▶ [提供された抜粋]
*-*-*
2015年01月14日 公開 2024年12月16日 更新

《PHP新書『中国外交の大失敗』より》

 

あの瞬間、全世界は日本の勝ちを悟った

 「ああ、これは聖徳太子と煬帝だ」

 2014年11月10日、2年半ぶりに開かれた日中首脳会談での安倍晋三首相と習近平国家主席の2人が向かい合う姿を目にして、私は一瞬にして1400年前の光景を想い浮かべた。

 片や笑顔を浮かべて習国家主席に握手を求め、片や仏頂面を下げてしぶしぶ安倍首相に歩み寄る。両者のどちらが国際社会の目からみて格上であり、「勝者」であったか。もはや一目瞭然、というしかない。全世界に衛星放送された会談冒頭のシーンをみて、あらゆる国の人が日中2国間の真の関係について、この瞬間、直感的にせよ、深く理解したにちがいない。

 さきに記したように、2014年5月に開かれたミャンマーの首都・ネピドーでのASEAN首脳会議における「ネピドー宣言」、それに先だって行なわれた外相会議における全会一致の対中非難声明、同月のシャングリラ・ダイアローグでの安倍首相の名演説によって、有力な国際舞台における中国外交の歴史的な敗北と日本外交の勝利が浮き彫りになった。安倍・習近平時代の日中外交の「第1ラウンド」での日本勝利の掉尾を飾るのが、日中首脳会談における冒頭のシーンであったのだ。

 私は以前から「もし今回、日中首脳会談が開かれれば、それは日本外交の勝利を意味する」と予見し、その可能性を指摘してきた。周知のように、安倍政権発足以来この2年間、日中首脳会談を開くに当たっては「尖閣諸島をめぐる領土問題が存在することを日本が認める」「安倍首相は靖国神社に参拝しない」の2点が、中国側が繰り返し要求してきた首脳会談開催の前提条件とされていた。しかし中国側があれほどまでに拘泥していた、この2条件を抜きにして日中首脳会談が開かれたこと自体が中国外交の敗北であり、言い換えると、ここまでにみてきた日中外交戦の第1ラウンドは、明確に日本外交の勝利に終わった、と断言できよう。
*-*-*
▶ [保存データ]
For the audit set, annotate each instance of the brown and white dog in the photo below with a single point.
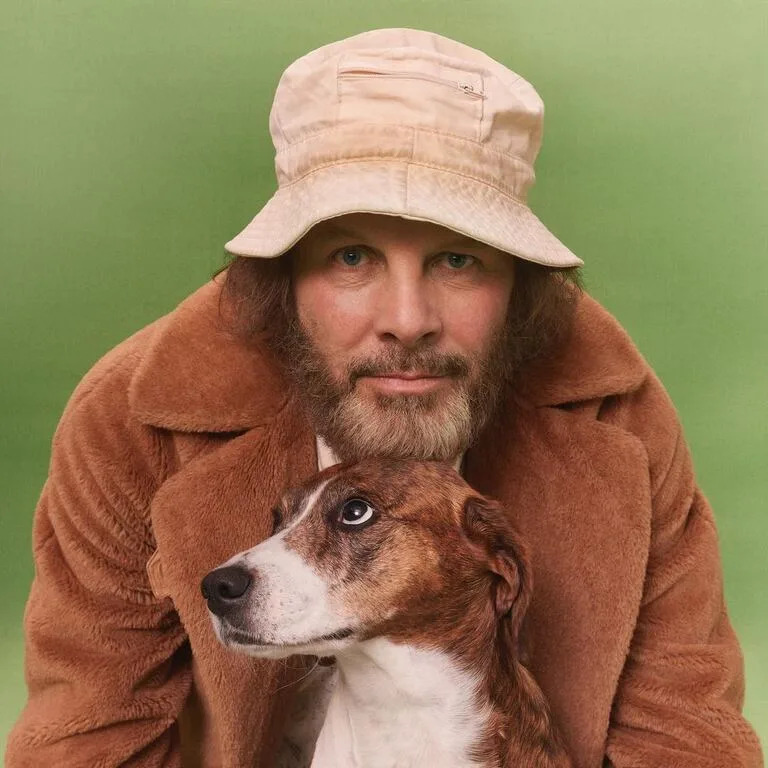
*-*-*
▶ [設問] 抜粋で名前が挙がっている人物をすべて書き出せ。 データは抜粋の内容と関係がない。

▶ [解答例] 聖徳太子、煬帝、安倍晋三、習近平